- _Work instructions_
How many lines in the items below contain the string "dark"? Case matters; reply with the number alone.

- _Task material_
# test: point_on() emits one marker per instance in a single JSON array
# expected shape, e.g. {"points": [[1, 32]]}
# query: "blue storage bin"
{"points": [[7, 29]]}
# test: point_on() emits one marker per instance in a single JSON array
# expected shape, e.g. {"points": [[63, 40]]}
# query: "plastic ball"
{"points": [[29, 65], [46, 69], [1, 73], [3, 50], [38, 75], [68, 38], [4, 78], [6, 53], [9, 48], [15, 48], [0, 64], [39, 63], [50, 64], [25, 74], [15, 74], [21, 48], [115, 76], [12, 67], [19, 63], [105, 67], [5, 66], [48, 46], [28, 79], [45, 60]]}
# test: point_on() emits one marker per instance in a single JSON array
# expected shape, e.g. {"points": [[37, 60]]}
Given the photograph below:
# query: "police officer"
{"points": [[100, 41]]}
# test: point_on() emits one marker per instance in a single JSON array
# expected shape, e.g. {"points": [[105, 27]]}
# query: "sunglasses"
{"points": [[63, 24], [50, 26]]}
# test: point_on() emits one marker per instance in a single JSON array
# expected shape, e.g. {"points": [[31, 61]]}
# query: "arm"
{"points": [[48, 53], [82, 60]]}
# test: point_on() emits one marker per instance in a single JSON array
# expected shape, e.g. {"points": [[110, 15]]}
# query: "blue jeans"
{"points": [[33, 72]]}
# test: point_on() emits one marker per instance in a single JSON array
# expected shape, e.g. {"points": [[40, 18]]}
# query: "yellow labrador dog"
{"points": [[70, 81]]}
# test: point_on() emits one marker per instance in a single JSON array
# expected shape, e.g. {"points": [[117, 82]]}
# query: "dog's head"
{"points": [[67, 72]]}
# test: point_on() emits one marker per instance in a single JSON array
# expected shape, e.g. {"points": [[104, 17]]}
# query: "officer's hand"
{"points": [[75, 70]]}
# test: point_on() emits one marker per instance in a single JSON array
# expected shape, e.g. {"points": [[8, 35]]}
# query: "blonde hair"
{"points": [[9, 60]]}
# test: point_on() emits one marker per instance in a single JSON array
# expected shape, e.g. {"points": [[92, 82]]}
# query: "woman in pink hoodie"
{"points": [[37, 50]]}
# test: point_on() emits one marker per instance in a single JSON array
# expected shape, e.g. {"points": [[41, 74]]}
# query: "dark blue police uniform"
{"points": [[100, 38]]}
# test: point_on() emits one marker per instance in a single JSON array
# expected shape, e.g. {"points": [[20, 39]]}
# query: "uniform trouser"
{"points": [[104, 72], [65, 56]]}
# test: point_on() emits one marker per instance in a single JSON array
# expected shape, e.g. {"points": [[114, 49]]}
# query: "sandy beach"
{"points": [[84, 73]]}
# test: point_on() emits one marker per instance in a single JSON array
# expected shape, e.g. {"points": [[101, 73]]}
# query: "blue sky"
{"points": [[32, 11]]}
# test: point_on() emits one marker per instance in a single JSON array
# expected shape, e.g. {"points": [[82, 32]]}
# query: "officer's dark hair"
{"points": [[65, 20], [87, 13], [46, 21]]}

- _Result of this exercise_
2